**What you are asked to do**:
In the article on Tabuk's development, switch "photovoltaic power plants" to "solar power plants" and reproduce the part that starts with the words "Ian Khan, technology" and ends with "for global investors.".
### Document passage ###
He added that the Roads General Authority “truly accelerated” Tabuk’s connectivity by developing over 8,000 km of new networks and constructing more than 200 bridges. 

“These roads and bridges don’t just help people get from A to B — they connect Tabuk to key mega-projects like NEOM, Amaala, and the Red Sea,” Khan said, adding: “This synergy multiplies Tabuk’s commercial, touristic, and social opportunities, creating a dynamic ecosystem where innovation thrives.”

The author went on to say one of the most exciting recognitions for Tabuk came in April 2024, when the World Health Organization designated the region as a “Healthy City.”

He said: “This honor underscores Tabuk’s unwavering dedication to enhancing residents’ quality of life through robust health and environmental initiatives, setting a powerful precedent for future urban development in the Kingdom.”

Tabuk’s plans 

Tabuk has ambitious plans for further development, growth, and economic diversification in tourism, information and communications technology, agriculture and renewable energy.

From ADL’s point of view, Nahas explained that in the tourism sector, even with NEOM, Red Sea and Amaala opening up their first attractions, Tabuk still has much to offer. 

“The region includes many heritage sites, including the ‘Saudi Grand Canyon,’ an area between Hisma Mountains and Qaraqir Valley, with offerings ranging from sun and sand to adventure sports to culture,” he said.

“The region has 27 hotels and 60 furnished apartments, accounting for almost 4,000 available rooms. To successfully navigate its journey, Tabuk should continue attracting tourists to maximize occupancy while increasing hotel and hospitality supply.”

Beyond tourism, the Tabuk province will also contribute to the ICT and renewable energy sectors.

Tabuk’s strides mirror the exact ethos of Saudi Vision 2030 — resilience, diversification and boundary-pushing innovation.

Ian Khan, technology futurist and author

NEOM, which positions itself as a cognitive city, offers unparalleled connectivity for doing business and will enable advanced technologies, including self-driving vehicles and augmented reality/ virtual reality experiences, according to Nahas.

“NEOM’s ambition will fuel the province’s ICT ambition and will contribute to the country’s overall innovation ambitions. In the renewable energy sector, due to Tabuk’s extensive natural resources of sun and wind, Tabuk will offer opportunities for photovoltaic power plants and coastal wind farms,” added Nahas.

Similarly, Khan said Tabuk was not slowing down as it looked ahead, citing international investment forums and a new logistics hub as moves that will turbocharge Tabuk’s status as a prime destination for global investors.

The author added: “On the tourism side, Tabuk Investment & Tourism launched four subsidiary companies in January 2024, focusing on hospitality, facility management, events and eco-friendly services. These ventures exemplify how Tabuk is pairing world-class hospitality with sustainability — perfectly in line with the overarching goals of Saudi Vision 2030.”

Khan believes that Tabuk’s “multi-pronged roadmap” — ranging from health initiatives to tourism and tech — reflects a future-focused mentality, anchored firmly in the transformative power of Saudi Vision 2030. 

“It’s not just about building roads or eco-friendly hotels; it’s about shaping a legacy that will define the Kingdom’s next chapter. And from my vantage point as a futurist, Tabuk’s story is just getting started,” he said.

Tabuk — a key player in economic diversification

Unlocking these opportunities will require private and foreign investment, along with strong collaboration across the region’s stakeholders to fully realize the region’s potential and ensure an integrated approach to infrastructure and promotion.
### Data for review ###
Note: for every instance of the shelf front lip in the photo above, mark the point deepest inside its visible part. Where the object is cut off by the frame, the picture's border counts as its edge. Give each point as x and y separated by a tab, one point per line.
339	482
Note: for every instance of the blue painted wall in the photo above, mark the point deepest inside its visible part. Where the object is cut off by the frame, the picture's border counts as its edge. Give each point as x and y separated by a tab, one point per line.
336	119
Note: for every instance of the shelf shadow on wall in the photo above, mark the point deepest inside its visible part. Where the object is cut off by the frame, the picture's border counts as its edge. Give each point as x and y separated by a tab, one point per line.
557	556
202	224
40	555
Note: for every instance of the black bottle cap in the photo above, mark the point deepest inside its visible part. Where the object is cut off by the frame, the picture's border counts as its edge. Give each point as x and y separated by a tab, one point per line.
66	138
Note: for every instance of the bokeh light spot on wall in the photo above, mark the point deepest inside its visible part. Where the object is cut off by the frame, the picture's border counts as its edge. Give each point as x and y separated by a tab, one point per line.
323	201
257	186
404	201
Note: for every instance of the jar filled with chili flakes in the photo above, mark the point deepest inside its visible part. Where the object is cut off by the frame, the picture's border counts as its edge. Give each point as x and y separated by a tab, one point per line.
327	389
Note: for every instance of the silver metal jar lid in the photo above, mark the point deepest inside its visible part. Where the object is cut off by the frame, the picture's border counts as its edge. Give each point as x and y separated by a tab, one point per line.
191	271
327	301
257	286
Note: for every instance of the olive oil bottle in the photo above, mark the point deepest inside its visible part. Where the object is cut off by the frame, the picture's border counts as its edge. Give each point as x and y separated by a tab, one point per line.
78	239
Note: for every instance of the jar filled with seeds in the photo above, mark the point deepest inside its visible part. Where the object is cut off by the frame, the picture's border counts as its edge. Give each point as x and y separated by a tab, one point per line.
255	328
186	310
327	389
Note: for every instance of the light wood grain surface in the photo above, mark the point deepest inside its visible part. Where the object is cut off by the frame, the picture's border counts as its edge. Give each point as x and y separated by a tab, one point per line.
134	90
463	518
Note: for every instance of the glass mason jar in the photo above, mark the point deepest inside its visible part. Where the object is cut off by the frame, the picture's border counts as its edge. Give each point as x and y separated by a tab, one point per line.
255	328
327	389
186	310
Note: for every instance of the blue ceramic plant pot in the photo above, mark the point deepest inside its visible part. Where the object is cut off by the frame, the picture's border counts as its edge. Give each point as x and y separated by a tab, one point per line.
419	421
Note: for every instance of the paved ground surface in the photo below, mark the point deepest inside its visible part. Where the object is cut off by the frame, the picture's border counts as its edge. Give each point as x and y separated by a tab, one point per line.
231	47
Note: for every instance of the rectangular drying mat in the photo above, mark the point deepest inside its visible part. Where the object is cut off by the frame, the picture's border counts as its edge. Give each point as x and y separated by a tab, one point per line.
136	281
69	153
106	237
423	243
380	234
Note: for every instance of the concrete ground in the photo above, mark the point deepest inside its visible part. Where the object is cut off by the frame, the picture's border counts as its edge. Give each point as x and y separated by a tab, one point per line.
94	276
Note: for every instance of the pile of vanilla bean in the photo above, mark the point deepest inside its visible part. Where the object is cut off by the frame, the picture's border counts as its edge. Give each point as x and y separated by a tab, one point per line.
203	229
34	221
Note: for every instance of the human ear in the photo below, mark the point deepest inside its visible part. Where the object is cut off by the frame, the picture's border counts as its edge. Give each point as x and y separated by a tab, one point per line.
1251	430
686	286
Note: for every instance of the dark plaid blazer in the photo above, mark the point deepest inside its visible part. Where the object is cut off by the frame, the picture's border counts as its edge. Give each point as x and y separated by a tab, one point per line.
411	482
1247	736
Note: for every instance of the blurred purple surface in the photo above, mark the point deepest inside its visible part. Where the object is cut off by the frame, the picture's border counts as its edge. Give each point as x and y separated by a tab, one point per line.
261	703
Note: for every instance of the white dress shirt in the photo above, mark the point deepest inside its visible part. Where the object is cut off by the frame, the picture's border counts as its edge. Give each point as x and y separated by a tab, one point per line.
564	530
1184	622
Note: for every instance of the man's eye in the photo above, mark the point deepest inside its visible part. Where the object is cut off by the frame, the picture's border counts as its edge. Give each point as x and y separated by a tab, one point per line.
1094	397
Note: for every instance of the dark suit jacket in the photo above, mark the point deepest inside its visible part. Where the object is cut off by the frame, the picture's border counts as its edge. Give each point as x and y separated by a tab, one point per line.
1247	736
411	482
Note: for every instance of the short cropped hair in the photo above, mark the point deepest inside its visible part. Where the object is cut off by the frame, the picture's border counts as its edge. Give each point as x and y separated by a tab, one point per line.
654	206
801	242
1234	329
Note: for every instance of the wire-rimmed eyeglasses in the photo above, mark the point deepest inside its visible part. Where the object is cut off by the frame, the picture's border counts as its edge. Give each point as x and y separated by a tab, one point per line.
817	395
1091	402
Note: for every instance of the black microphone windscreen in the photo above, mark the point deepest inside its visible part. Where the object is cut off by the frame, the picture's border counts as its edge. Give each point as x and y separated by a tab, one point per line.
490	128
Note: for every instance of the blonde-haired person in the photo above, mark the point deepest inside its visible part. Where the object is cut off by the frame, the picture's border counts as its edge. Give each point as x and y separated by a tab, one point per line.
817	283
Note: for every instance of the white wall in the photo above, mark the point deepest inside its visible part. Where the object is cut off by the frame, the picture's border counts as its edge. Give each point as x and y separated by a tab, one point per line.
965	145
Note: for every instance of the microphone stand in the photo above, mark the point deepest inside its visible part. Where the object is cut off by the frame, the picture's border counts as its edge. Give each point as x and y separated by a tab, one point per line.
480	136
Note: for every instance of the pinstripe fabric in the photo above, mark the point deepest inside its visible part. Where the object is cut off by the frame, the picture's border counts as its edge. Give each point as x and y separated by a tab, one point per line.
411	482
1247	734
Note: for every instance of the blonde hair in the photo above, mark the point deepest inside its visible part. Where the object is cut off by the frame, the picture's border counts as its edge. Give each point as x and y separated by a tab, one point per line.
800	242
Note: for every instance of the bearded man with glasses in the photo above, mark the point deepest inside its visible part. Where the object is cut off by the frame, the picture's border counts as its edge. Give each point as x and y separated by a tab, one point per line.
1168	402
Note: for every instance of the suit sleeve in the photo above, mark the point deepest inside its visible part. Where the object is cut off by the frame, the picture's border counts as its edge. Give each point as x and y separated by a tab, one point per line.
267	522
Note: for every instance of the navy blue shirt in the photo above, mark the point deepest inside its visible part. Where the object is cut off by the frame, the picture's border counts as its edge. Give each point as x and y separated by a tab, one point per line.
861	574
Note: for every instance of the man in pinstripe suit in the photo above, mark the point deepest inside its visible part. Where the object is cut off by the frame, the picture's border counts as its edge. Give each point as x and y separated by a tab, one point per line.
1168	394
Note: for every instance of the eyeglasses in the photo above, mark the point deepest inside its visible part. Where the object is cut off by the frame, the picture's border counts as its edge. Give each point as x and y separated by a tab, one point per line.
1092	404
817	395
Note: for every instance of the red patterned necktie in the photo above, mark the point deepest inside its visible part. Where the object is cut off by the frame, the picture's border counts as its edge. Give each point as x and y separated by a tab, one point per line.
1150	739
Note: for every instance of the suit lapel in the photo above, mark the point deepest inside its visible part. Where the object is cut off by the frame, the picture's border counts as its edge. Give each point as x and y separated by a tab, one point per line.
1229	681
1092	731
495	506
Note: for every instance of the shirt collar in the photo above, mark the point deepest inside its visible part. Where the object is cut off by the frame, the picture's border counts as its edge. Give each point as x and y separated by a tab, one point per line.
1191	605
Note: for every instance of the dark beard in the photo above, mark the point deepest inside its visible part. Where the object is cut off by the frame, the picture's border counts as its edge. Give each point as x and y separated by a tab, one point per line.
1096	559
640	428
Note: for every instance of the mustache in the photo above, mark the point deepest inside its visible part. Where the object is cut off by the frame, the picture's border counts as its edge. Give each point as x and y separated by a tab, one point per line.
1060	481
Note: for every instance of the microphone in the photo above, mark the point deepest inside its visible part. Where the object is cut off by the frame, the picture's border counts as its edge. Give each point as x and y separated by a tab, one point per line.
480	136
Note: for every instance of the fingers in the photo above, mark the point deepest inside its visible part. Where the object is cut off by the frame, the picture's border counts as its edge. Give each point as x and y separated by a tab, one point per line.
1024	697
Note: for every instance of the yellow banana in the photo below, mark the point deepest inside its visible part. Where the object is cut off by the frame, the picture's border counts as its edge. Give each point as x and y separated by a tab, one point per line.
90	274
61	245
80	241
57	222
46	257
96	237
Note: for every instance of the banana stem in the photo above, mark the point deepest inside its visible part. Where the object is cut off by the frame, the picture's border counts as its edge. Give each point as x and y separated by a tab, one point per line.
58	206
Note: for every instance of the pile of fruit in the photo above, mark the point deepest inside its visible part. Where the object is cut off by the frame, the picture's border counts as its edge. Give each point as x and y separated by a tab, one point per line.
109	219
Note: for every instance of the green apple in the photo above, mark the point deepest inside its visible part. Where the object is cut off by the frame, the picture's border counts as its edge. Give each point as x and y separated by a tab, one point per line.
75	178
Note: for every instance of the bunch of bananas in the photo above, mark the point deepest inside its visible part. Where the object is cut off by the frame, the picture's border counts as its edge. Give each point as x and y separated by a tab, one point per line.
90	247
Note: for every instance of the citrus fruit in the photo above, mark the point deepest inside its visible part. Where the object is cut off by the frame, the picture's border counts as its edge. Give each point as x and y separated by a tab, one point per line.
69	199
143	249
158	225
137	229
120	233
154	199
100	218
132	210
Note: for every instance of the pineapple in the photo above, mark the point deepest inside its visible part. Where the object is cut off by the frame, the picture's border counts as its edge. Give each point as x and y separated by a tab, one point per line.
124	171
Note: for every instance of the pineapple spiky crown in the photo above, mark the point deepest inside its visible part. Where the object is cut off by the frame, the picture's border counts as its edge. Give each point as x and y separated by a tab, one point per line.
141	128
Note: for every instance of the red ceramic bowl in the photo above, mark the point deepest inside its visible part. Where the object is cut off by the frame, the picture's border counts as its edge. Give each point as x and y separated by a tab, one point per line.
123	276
###
**Solution**:
Ian Khan, technology futurist and author

NEOM, which positions itself as a cognitive city, offers unparalleled connectivity for doing business and will enable advanced technologies, including self-driving vehicles and augmented reality/ virtual reality experiences, according to Nahas.

“NEOM’s ambition will fuel the province’s ICT ambition and will contribute to the country’s overall innovation ambitions. In the renewable energy sector, due to Tabuk’s extensive natural resources of sun and wind, Tabuk will offer opportunities for solar power plants and coastal wind farms,” added Nahas.

Similarly, Khan said Tabuk was not slowing down as it looked ahead, citing international investment forums and a new logistics hub as moves that will turbocharge Tabuk’s status as a prime destination for global investors.